**Document text:**
((

You make your evals, then your evals make you. Introducing AugmentQA.

Updates

March 25, 2025

You make your evals, then your evals make you. Introducing AugmentQA

Introduction

In the world of coding assistants, benchmarks shape progress. You build your evaluations, and then your evaluations build you. But what happens when your benchmarks don’t match reality?

Most existing code retrieval benchmarks optimize for synthetic problems — think isolated snippets or artificially generated question-answer pairs. But real software engineers aren’t solving artificial puzzles; they’re navigating large, messy, interconnected codebases. And that’s exactly why we built AugmentQA, an internal benchmark designed specifically to measure repository-aware code retrieval through realistic question-answering tasks directly sourced from real-world software development scenarios.

Here's the kicker: optimizing for synthetic benchmarks means climbing the wrong hill. Models trained this way perform well on artificial tasks, but stumble in the real world. Augment’s retrieval system, optimized explicitly to understand repository context, significantly outperforms open-source models — even those topping synthetic leaderboards like CoIR.

Below is a quick preview of how Augment stacks up when evaluated on realistic question-answering retrieval (measured by ground-truth keyword recall):

Want your coding assistant to actually help engineers? Then measure what matters most: real-world performance.

Here's how we did it — and how Augment leads the way.

))

**Records provided:**
((

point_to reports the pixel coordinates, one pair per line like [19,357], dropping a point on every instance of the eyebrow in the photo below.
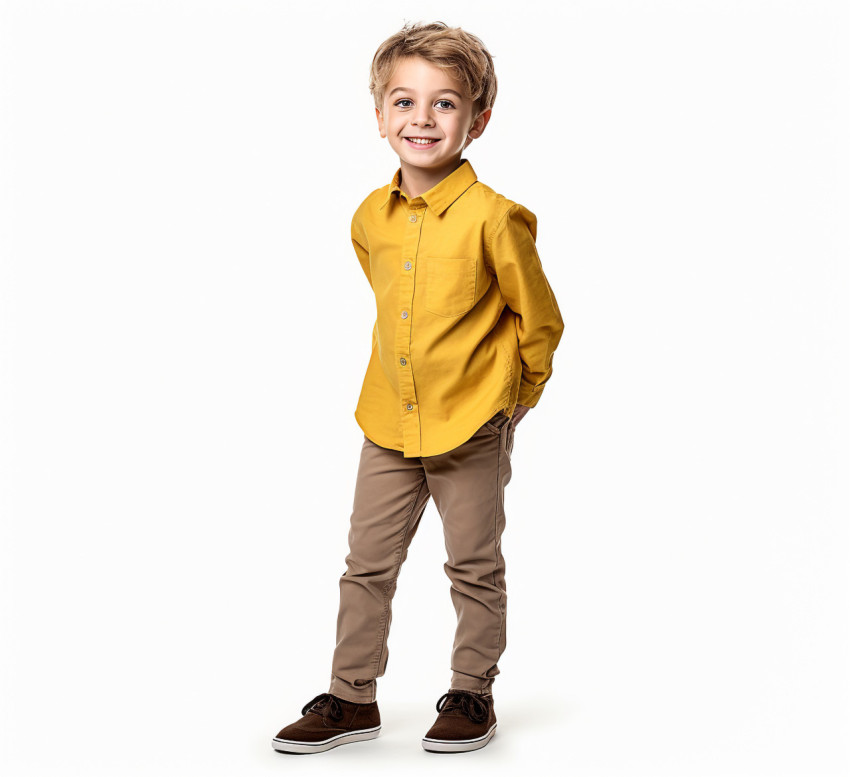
[408,89]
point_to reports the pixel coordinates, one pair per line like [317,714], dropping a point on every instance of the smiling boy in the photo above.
[462,347]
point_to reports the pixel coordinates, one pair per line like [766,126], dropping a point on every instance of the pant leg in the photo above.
[468,485]
[390,496]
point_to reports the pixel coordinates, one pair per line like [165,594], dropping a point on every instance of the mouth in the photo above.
[415,142]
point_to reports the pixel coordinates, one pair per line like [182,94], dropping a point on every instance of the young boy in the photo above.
[461,349]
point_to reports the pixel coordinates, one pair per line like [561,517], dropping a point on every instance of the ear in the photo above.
[480,123]
[380,119]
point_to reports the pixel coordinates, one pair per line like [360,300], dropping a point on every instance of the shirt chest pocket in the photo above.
[450,285]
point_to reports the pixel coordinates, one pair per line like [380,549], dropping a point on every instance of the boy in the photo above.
[461,349]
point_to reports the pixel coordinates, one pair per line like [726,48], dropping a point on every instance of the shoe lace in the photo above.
[476,707]
[322,702]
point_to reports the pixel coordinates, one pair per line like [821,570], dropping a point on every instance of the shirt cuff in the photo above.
[529,395]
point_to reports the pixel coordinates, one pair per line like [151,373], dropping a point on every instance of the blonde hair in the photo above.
[459,52]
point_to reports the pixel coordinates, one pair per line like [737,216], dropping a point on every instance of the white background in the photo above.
[184,330]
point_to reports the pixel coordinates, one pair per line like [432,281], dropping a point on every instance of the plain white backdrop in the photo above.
[184,329]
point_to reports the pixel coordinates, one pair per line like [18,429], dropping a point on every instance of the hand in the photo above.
[519,412]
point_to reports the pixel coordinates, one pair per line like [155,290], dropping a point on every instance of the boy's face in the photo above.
[423,101]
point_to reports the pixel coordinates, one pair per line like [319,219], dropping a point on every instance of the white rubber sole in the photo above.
[457,745]
[293,746]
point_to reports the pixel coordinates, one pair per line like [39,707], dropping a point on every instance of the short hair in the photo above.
[459,52]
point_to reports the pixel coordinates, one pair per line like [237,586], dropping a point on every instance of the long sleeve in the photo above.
[519,273]
[358,240]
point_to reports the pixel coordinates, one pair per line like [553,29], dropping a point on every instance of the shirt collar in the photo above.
[443,194]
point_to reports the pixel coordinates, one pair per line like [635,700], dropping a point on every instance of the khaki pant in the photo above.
[391,493]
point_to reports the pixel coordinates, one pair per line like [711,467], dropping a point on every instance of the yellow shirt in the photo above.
[466,321]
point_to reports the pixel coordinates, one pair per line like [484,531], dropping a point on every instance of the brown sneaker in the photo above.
[466,721]
[329,721]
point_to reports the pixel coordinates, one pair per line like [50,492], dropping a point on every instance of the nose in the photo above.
[422,117]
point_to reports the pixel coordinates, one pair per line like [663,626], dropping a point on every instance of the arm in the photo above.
[513,253]
[361,245]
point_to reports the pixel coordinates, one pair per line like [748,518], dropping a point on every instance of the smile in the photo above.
[422,142]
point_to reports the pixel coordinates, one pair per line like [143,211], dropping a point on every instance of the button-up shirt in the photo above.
[466,323]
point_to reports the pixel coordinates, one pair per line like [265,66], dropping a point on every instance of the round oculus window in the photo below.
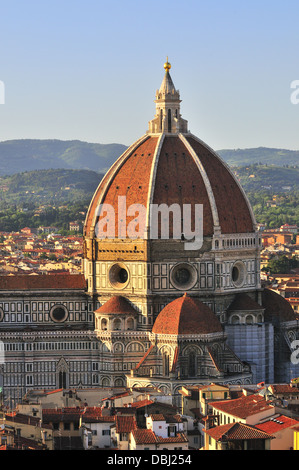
[58,313]
[119,276]
[183,276]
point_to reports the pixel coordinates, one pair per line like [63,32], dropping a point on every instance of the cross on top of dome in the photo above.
[168,118]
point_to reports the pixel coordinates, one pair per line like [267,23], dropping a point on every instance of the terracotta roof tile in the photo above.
[186,315]
[144,436]
[43,281]
[125,423]
[233,210]
[237,431]
[277,424]
[117,305]
[244,406]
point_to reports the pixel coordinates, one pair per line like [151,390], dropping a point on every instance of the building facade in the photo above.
[171,290]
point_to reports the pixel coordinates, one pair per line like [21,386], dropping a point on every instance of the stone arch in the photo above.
[116,324]
[118,347]
[235,320]
[130,324]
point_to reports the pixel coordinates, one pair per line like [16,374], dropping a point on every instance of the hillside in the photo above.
[261,155]
[268,178]
[48,187]
[27,155]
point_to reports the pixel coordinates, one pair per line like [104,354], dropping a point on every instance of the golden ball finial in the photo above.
[167,65]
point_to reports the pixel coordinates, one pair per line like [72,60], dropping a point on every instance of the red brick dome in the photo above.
[175,170]
[169,165]
[186,316]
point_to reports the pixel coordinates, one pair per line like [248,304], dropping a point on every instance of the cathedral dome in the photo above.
[186,316]
[169,165]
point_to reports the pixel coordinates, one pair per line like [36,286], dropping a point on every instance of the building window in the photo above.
[58,313]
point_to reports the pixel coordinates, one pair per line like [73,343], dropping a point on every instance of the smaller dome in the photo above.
[186,316]
[117,305]
[243,302]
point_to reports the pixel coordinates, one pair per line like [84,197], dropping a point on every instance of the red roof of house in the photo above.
[185,316]
[184,173]
[244,406]
[144,436]
[276,307]
[125,423]
[277,424]
[236,431]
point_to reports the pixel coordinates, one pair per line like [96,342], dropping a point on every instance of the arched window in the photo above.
[192,364]
[169,120]
[166,364]
[62,379]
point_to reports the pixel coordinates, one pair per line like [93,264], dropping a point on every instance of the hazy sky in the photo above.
[89,70]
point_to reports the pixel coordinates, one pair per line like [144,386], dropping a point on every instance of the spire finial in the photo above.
[167,65]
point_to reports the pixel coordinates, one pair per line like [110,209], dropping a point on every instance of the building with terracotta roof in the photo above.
[237,436]
[281,428]
[170,292]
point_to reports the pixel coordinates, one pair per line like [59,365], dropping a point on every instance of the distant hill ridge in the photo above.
[17,156]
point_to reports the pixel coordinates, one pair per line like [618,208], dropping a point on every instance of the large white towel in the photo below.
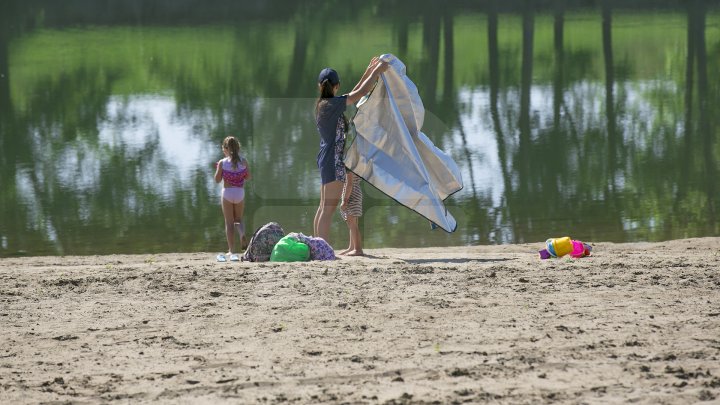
[391,153]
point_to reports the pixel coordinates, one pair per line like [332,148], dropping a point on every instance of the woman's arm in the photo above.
[373,62]
[364,87]
[218,171]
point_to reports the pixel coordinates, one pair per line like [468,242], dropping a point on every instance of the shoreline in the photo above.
[633,322]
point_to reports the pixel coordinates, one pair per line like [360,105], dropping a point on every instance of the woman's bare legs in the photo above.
[329,199]
[319,212]
[355,248]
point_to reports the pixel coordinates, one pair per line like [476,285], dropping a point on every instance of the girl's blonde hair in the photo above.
[233,146]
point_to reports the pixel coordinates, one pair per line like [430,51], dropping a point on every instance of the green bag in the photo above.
[289,249]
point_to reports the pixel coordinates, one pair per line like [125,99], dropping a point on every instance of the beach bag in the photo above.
[319,249]
[289,249]
[262,242]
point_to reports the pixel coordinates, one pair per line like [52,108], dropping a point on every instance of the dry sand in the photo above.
[632,323]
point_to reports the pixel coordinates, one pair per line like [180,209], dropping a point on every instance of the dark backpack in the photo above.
[262,242]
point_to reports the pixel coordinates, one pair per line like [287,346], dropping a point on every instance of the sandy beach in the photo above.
[632,323]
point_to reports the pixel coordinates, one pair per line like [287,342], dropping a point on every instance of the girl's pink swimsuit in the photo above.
[234,181]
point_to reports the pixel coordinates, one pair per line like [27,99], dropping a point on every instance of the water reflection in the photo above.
[590,121]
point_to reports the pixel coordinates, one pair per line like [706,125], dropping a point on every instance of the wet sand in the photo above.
[632,323]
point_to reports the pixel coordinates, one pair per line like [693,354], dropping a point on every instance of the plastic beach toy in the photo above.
[559,247]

))

Continue the post introducing the AugmentQA benchmark, picking up after its closing line, "Here's how we did it — and how Augment leads the way."

**Expected output:**
What makes a good retrieval benchmark?

AugmentQA, our internal question-answering retrieval benchmark, was explicitly designed to measure precisely what matters: how well a coding assistant retrieves relevant information from complex repositories to address real-world engineering problems. But what exactly makes a benchmark "good" for this purpose?

When benchmarks don’t represent realistic scenarios, engineering teams risk optimizing for the wrong outcomes—wasting resources, chasing misleading metrics, and ultimately failing to deliver value. To avoid these pitfalls, we identified three key attributes of a truly effective benchmark:

Realistic retrieval corpus: Engineers depend heavily on project structure, coding conventions, and cross-file connections. Using a large, actual software repository captures these complexities.
Authentic, challenging questions:
Questions must reflect genuine struggles from engineers actively working on the codebase. Real questions are ambiguous, context-dependent, and specific, mirroring exactly the complexity developers face daily. For instance, here are actual examples from our engineering team's internal use of Augment:
- "Where is the load balancing strategy for our embedding indexers defined?"
- "Which chat retrievers do we have deployed according to the metadata file?"
- "Implement chat prod formatter adapter (similar to edit prod adapters)."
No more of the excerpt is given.